Copy each line from the entries that the word "brick" appears in.

▼▼▼

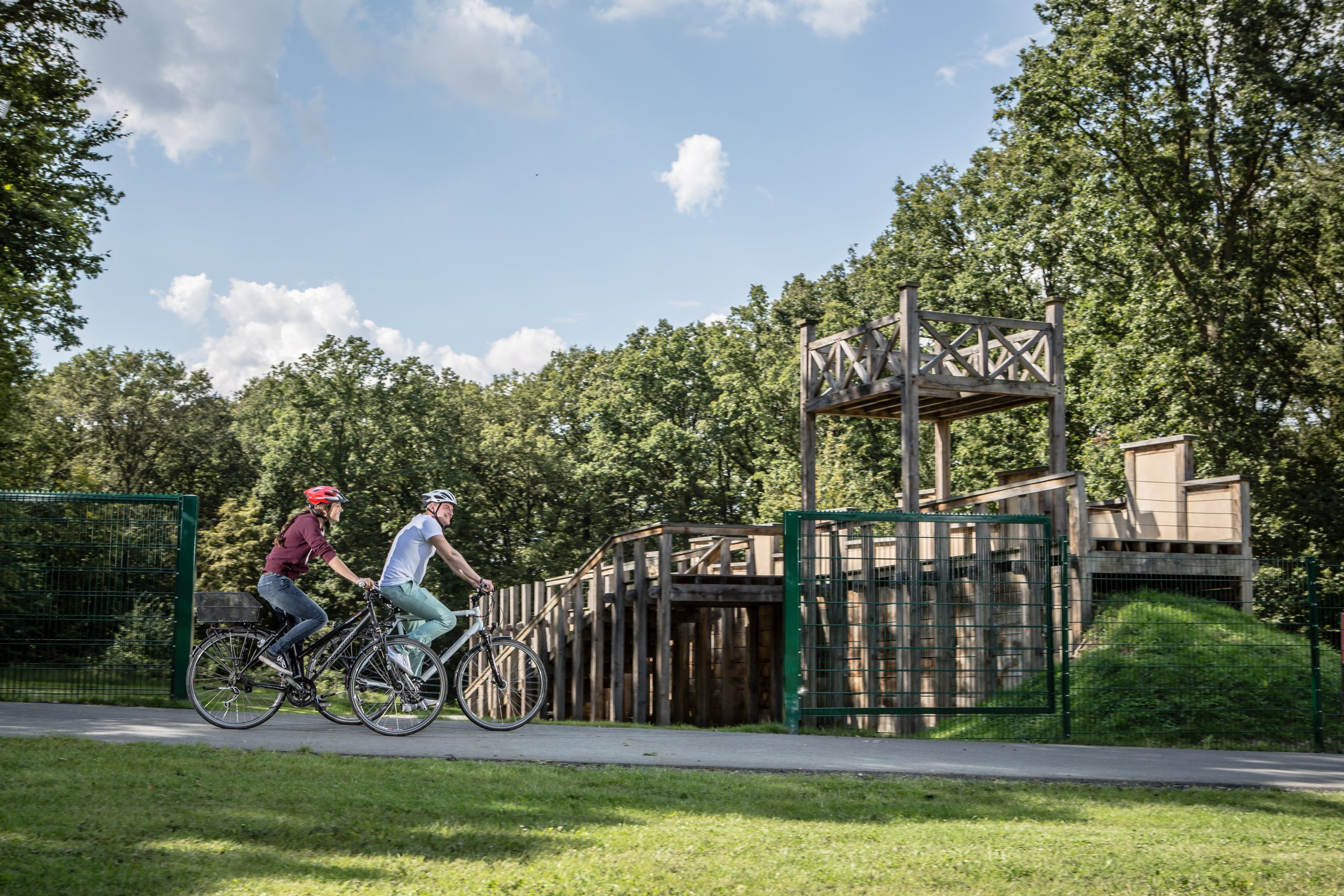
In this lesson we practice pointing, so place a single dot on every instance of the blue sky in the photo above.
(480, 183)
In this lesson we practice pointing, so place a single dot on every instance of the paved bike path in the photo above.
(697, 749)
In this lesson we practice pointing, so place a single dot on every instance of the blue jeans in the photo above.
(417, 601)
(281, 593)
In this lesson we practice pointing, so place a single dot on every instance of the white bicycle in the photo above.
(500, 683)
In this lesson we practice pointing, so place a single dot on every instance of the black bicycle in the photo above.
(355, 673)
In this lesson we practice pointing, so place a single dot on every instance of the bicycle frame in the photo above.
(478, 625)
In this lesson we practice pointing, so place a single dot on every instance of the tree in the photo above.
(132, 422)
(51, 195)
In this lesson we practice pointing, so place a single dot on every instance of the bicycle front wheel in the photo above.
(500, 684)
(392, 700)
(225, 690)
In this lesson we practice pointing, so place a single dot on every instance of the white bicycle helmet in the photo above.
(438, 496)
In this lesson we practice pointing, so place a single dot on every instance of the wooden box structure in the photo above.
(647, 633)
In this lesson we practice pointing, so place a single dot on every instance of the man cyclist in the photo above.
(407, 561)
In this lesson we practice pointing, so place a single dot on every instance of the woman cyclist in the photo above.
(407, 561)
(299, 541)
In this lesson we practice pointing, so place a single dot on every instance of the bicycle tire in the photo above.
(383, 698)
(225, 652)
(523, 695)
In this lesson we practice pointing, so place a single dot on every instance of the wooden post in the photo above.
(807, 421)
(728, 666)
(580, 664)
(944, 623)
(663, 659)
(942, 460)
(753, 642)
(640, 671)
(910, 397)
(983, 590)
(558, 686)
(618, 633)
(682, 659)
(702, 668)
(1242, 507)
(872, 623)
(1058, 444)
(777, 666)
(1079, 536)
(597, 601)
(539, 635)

▲▲▲
▼▼▼

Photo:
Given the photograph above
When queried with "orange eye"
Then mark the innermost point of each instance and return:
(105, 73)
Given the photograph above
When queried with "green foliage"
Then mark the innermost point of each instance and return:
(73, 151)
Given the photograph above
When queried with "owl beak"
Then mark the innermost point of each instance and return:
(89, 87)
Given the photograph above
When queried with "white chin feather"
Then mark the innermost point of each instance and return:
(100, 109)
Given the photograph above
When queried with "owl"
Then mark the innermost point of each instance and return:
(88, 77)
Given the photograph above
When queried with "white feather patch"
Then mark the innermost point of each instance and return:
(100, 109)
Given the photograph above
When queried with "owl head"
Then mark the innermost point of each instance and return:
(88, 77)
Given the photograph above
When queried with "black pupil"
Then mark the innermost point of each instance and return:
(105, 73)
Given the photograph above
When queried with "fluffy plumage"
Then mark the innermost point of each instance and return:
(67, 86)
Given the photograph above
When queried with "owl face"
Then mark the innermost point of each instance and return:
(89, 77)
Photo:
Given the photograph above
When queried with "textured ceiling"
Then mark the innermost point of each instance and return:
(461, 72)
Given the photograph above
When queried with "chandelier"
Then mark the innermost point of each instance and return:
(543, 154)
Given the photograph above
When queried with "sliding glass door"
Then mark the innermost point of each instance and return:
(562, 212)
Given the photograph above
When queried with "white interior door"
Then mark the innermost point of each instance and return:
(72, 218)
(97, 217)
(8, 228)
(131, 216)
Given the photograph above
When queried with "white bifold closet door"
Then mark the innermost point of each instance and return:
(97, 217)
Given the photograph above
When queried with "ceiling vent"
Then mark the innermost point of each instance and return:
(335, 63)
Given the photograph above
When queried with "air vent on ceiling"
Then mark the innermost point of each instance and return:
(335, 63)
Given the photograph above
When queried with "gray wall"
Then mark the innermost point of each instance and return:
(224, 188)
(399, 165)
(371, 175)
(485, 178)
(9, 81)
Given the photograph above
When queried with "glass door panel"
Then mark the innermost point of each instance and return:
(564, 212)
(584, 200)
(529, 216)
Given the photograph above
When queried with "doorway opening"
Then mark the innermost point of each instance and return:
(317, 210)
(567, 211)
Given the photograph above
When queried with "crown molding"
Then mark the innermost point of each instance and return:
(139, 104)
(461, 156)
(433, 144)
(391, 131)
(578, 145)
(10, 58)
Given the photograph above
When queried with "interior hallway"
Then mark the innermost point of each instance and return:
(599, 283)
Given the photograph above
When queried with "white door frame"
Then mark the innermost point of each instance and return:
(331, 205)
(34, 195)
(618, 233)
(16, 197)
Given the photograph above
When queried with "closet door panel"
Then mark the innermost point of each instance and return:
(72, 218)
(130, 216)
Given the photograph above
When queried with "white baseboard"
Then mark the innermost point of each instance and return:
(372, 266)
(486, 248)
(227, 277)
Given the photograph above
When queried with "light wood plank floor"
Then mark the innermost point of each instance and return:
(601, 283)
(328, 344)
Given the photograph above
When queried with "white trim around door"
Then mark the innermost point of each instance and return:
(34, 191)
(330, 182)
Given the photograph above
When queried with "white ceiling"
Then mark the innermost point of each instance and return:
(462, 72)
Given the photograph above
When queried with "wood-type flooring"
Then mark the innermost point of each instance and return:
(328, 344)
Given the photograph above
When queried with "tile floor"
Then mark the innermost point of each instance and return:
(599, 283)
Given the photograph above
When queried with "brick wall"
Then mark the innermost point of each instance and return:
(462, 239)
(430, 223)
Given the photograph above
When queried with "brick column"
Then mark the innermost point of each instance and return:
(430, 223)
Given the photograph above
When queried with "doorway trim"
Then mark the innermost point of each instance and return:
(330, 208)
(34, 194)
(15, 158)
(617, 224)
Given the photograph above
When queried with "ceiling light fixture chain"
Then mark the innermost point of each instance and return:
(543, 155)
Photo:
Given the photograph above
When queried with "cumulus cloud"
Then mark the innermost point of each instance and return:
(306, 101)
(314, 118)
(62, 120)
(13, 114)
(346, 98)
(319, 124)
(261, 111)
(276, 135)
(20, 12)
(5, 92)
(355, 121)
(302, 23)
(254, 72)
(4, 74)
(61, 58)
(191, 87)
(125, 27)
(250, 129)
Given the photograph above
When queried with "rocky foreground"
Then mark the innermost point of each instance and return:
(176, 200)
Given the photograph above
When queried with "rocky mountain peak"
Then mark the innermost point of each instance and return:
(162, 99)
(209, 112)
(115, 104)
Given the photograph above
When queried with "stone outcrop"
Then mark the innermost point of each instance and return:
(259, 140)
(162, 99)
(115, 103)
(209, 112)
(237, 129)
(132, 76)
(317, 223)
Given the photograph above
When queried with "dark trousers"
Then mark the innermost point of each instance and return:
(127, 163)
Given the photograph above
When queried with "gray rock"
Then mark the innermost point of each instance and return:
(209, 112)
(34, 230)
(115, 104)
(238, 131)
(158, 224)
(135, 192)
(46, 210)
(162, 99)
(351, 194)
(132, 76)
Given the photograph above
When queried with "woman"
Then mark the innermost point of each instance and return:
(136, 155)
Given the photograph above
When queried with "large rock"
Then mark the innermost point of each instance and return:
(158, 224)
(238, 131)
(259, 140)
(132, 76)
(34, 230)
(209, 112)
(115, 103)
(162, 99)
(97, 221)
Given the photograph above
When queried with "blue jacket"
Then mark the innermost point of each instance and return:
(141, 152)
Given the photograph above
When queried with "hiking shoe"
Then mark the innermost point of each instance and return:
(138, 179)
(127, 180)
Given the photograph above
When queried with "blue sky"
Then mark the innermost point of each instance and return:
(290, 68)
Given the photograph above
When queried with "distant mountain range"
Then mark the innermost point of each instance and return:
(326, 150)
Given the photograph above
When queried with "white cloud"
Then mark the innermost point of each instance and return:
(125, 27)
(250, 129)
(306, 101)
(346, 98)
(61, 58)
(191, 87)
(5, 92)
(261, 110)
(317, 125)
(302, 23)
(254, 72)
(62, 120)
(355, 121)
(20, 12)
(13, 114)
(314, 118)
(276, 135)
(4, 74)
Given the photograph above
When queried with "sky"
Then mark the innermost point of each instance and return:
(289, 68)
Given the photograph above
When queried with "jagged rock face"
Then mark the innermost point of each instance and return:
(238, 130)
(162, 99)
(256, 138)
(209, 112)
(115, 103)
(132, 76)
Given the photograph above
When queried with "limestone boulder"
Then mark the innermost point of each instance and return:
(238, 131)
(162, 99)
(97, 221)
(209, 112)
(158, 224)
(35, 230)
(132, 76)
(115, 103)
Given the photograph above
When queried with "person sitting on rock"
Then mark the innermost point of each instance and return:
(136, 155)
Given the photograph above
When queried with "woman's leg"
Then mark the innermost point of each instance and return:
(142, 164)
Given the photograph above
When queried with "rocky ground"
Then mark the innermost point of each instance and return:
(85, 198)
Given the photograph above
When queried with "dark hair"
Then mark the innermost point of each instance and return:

▲▲▲

▶ [Task output]
When queried with "brick wall"
When queried with "brick column"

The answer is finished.